#### [Referring expression pointing data]

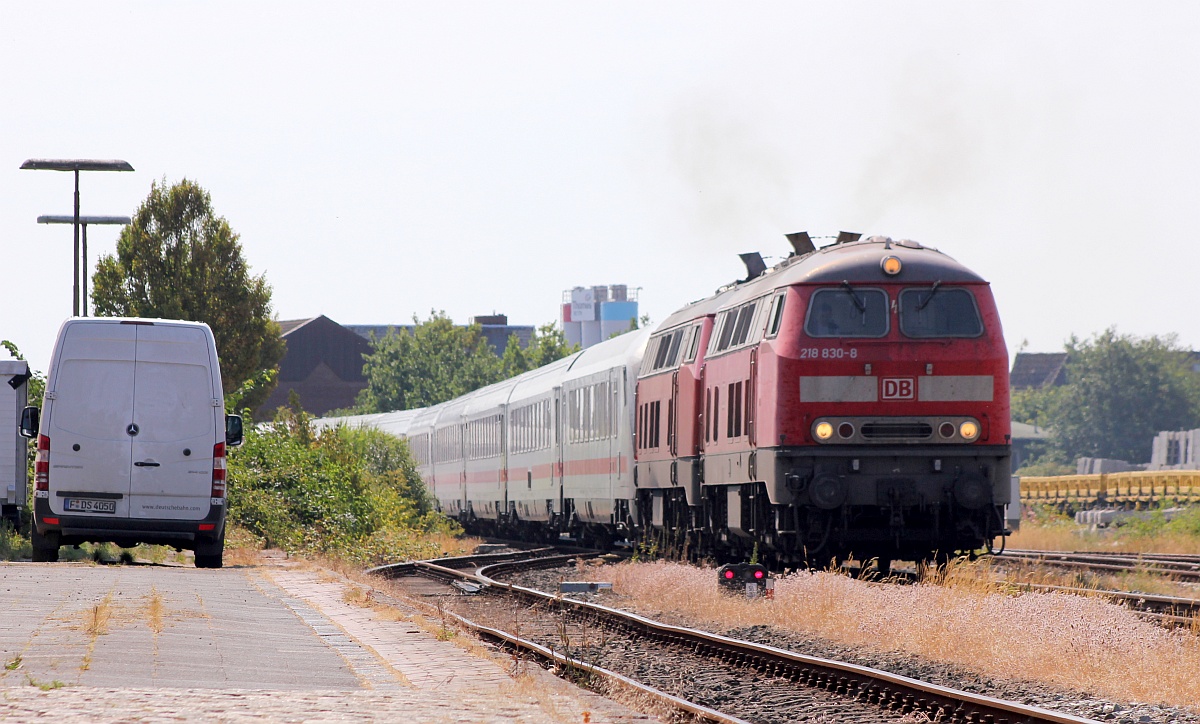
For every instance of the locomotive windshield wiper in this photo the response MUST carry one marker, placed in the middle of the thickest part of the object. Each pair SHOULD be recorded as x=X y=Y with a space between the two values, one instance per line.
x=853 y=294
x=929 y=297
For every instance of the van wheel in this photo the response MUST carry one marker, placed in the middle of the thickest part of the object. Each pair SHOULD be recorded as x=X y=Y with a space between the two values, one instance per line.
x=203 y=561
x=210 y=555
x=46 y=548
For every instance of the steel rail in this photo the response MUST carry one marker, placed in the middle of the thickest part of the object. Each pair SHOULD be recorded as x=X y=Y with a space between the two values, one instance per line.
x=1187 y=572
x=553 y=657
x=1165 y=609
x=844 y=677
x=409 y=567
x=537 y=650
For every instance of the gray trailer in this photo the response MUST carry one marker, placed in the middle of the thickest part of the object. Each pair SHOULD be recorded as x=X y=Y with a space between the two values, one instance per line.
x=13 y=465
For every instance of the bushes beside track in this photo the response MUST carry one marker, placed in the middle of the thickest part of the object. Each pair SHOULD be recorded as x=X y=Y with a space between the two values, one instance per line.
x=349 y=494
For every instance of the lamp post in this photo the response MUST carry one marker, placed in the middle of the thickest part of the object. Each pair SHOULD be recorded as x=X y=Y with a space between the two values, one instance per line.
x=75 y=165
x=83 y=221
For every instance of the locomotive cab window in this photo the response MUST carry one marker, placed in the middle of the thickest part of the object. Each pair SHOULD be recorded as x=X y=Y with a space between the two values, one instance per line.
x=847 y=312
x=940 y=312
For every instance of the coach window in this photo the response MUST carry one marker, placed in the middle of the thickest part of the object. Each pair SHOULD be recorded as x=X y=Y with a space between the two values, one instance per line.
x=847 y=312
x=939 y=312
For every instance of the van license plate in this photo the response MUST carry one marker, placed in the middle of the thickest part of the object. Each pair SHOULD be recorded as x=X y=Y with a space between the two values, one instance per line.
x=85 y=506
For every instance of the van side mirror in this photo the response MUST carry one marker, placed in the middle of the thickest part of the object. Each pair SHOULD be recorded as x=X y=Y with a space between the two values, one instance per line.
x=233 y=430
x=30 y=419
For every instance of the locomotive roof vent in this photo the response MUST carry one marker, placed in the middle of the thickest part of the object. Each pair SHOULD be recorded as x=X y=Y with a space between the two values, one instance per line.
x=755 y=265
x=802 y=243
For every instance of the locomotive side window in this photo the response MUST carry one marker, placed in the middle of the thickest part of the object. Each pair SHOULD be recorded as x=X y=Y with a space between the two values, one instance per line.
x=937 y=312
x=663 y=352
x=694 y=345
x=777 y=315
x=847 y=312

#### [Work order]
Print the records above word for word, omitting any picture they contain.

#### [Response box]
For every instance of the locomotive windshield wiper in this photo the response MUST carry one marker, placed in the middle of the thickest part of the object. Each pair SHOULD be recorded as x=X y=Y with a space between the two values, one instance per line.
x=853 y=294
x=929 y=297
For every instance of the van wheel in this photo the response MUST carry one marker, placed in the middle of the thickest part of the object. Each pair SHOULD be recorded as x=X y=Y with a space between the two values, one instance per line.
x=203 y=561
x=210 y=555
x=46 y=548
For every instance of the steel rail in this photo the response MUST carry one marker, placed in the middle of the thickest part of the object. Each pair SHOULD be recorded as x=X y=Y with a space between the two values, one instance per line.
x=1187 y=572
x=553 y=657
x=1165 y=609
x=844 y=677
x=409 y=567
x=537 y=650
For every instance of the gray trailer in this photo the response MUST carry one marker, placed in the middle of the thickest part of the object. Each pair SHOULD be recorded as x=X y=Y with a space between the two values, one instance per line.
x=13 y=465
For every instance of the bushes beside track in this photo the response MUST carry one marker, placed in the middle of the thickest part of the object. Each pair SHOULD be recorded as x=X y=Y with a space between the two values, one instance per line.
x=349 y=494
For every instance of the lamp post in this photo the response MUST carry one marker, placed in the middle of the thickest part of the object. Each pair SHOULD be recorded as x=X y=Y with a space between the two values, one instance per line.
x=75 y=165
x=83 y=221
For every instance of the locomotive cab window in this photo the response MUST carry one marker, placed in the middle of the thickest part of the object. Each pair SHOULD be recorded as x=X y=Y with a space between the two values, one instance per line.
x=847 y=312
x=940 y=312
For every instance of the coach window in this photo the response MUST carry one marker, placed in the middle of the thickest part of the object. Each pair SHOULD be recorded as x=X y=Y with a space between the two values, one instance per line.
x=847 y=312
x=939 y=312
For every instance of the van license plate in this photo the response MUST carry one marker, placed in the middle of the thickest part of the object. Each pair SHOULD be recorded as x=X y=Y with a space between the two values, one instance per line.
x=85 y=506
For every instance of the van side mirror in this photo the response MUST carry one marker, placed in the middle of the thickest part of the object. Each pair SHOULD be recorded as x=X y=Y with a space between the two values, one instance per line.
x=233 y=430
x=30 y=419
For every instance of the locomotive roof vent in this photo the response MUST carry one marker, placed in the middle of the thickest part of the object. Each pair SHOULD be recorded as x=X y=Y with a space between the two values, one instance per line.
x=755 y=265
x=802 y=243
For every instance of the locomotive side window in this photo the response MUST carry one marker, placed in the middle of the thickest part of the object. Each pair SHOULD be recorded as x=X y=Y with a space between the two values, one instance per line.
x=937 y=312
x=663 y=352
x=694 y=345
x=777 y=315
x=847 y=312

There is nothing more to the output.